== Task item ==
Could you output each line below exactly as it appears, excluding any pictures?
======== Dataset
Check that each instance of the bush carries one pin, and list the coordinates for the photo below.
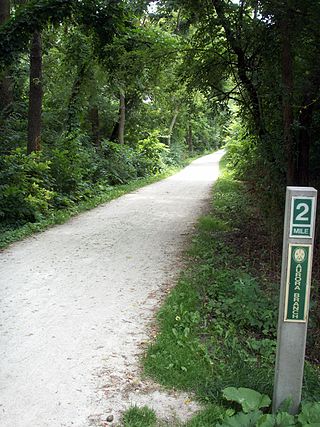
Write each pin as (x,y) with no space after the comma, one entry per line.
(25,194)
(73,166)
(152,155)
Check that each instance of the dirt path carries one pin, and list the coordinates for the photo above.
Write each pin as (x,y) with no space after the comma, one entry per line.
(77,300)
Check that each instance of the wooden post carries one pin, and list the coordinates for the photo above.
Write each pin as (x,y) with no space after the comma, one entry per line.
(298,240)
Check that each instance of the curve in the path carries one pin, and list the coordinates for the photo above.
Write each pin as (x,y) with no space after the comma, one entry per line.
(76,301)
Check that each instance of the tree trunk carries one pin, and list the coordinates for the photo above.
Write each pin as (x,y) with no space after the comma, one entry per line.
(35,94)
(171,127)
(243,66)
(189,139)
(304,145)
(287,80)
(5,83)
(72,109)
(122,120)
(95,126)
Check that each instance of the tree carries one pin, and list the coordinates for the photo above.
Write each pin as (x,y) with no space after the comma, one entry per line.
(5,86)
(35,94)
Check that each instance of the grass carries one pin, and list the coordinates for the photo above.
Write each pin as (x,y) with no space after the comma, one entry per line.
(217,328)
(12,234)
(139,417)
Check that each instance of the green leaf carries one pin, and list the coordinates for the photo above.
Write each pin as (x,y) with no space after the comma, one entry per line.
(310,414)
(250,400)
(242,420)
(267,420)
(283,419)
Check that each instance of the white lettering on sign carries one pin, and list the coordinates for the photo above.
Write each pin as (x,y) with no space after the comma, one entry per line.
(297,280)
(305,210)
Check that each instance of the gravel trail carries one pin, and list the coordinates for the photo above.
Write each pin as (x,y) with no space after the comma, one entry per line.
(77,303)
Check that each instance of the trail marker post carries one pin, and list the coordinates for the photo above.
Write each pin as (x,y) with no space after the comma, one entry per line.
(298,240)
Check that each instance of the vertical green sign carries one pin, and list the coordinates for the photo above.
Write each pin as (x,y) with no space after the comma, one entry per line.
(302,217)
(297,289)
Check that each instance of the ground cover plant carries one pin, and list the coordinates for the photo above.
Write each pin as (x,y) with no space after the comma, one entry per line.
(217,328)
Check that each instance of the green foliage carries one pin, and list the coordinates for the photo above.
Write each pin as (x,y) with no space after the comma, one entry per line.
(218,325)
(152,153)
(24,189)
(252,401)
(139,417)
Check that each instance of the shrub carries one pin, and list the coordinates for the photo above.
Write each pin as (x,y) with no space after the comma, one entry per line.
(24,189)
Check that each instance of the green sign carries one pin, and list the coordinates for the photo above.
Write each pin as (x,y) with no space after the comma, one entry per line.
(297,289)
(302,217)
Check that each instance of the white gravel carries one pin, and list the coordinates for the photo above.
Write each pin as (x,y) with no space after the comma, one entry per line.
(77,303)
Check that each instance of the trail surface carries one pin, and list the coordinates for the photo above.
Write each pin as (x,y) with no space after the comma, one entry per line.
(77,301)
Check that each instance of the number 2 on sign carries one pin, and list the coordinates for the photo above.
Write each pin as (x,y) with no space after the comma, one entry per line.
(305,210)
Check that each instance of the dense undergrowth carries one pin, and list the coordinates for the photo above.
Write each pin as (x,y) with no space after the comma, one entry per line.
(50,186)
(217,328)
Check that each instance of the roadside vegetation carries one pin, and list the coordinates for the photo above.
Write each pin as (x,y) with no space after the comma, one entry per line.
(217,328)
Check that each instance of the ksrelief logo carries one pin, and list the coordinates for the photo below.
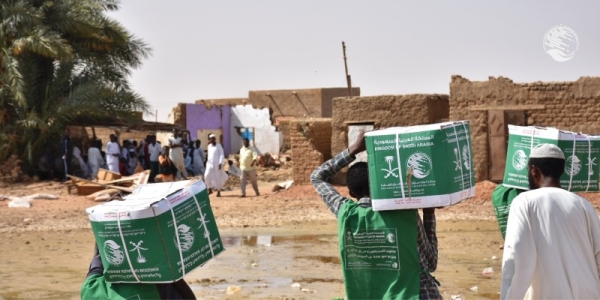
================
== Task response ==
Check that each instance of the bush carries one pin, and list the coordinates for the photo below.
Write each pin as (x,y) with no space after the comma, one entry per line.
(25,194)
(73,166)
(152,155)
Check that each instance of the dirt path carries one pin, and list the coordinates for the photo above.
Write each pin as (x,y) with no space after the comma, one entry per line.
(77,300)
Check that each instance of the wooden post carries one pin, and list the coordinates for the photo above.
Write each pin as (x,y) with no space after the comma, one entry per line.
(298,240)
Check that each instance of the curve in the path carries one pin, and list the coordinates for the photo above.
Write each pin as (x,y) with no space after the comma, one entry per line.
(76,301)
Check that each instance of the tree trunk carries one pin, and list the coordinates for the photo above.
Write each pin as (x,y) with no space after the comma, one entry per line.
(35,94)
(171,127)
(243,66)
(189,139)
(304,145)
(287,80)
(5,83)
(72,109)
(122,120)
(95,126)
Check that each instance of the tree carries one pin, and list the coordinates for the photo above.
Write each pin as (x,y) with no space after the comma, one entry per line.
(5,86)
(35,94)
Check that each instance of the grass carries one pin, and list the coordinates for the photo above.
Write each pin as (x,y) with no space after the comma, one entry per line.
(217,328)
(12,234)
(139,417)
Check that each instance of the green leaf carries one pin, and list the coordinates for the photo above.
Write each pin as (x,y) with no space after the comma, one entry per line.
(310,414)
(250,400)
(242,420)
(267,420)
(283,419)
Check that each instance of the white lettering on sign carries one pin, and list the coordinates for the photo above.
Write each pin as (x,y) with no space after the comma, one entry per line.
(297,280)
(305,210)
Check that each instance of the gravel trail carries one pin, and list the coordinates for the photo above.
Write each pin as (x,y) with no space after the comma, one entry per line.
(77,303)
Check that each instance of the trail marker post carries one pin, and list the coordinates for the photo above.
Write each pin as (x,y) with no space after the comma, one entry per line.
(298,240)
Check that each instance of the vertical green sign carries one pin, and list the coordinates for the photo above.
Write each pin as (x,y) with no space after the comma, one entry per line.
(302,217)
(297,289)
Check that each instance of the ground cover plant carries one pin, and list the coordinates for the photo above.
Write each pin as (x,y) with no space after the comma, one entry per line.
(217,328)
Check that each instance of the green foliage carries one pin, and list the coordinates for the photo above.
Write each pin as (x,y) with no space after the comma, one entry per line.
(218,325)
(152,153)
(24,189)
(252,401)
(139,417)
Check that each instance of the shrub carries one pin, and list the coordinates for the photo above.
Write each pin as (x,y) with no space after the comma, one entry per line.
(24,189)
Check that each instance of the green sign carries one pin, and list the coordinates for the photo above.
Write each pin as (x,y) with no space after the comma, one entry per line.
(297,289)
(302,217)
Check that each instance of the white gravel carries one pin, and list the coordinates for the photo above.
Write each pin as (x,y) with no space after the comma, one entry per line.
(77,303)
Check that each instance of the trail surface carries one pin, and list the coordinates for the photo above.
Write each pin as (x,y) with no space after the comma, one entry per line.
(77,301)
Check that each instance of the number 2 on sign carries one pin, and list the coordinates for the photo above.
Write each pin as (x,y) with no space after the comma, one entry per line.
(305,210)
Check that each instance of the dense undergrowth carries one pin, and list the coordinates for the photo above.
Write each pin as (x,y) with no space after the comma, one entry per line.
(50,186)
(217,328)
Check that each instance of the roadside vegetation carries one pin, and list the coordinates for the photo above.
Write each pin as (x,y) with no space after the comma, one entry per line.
(217,328)
Check that each instance of the ksrelief logo carries one pin, and list the coordinates for the photo below.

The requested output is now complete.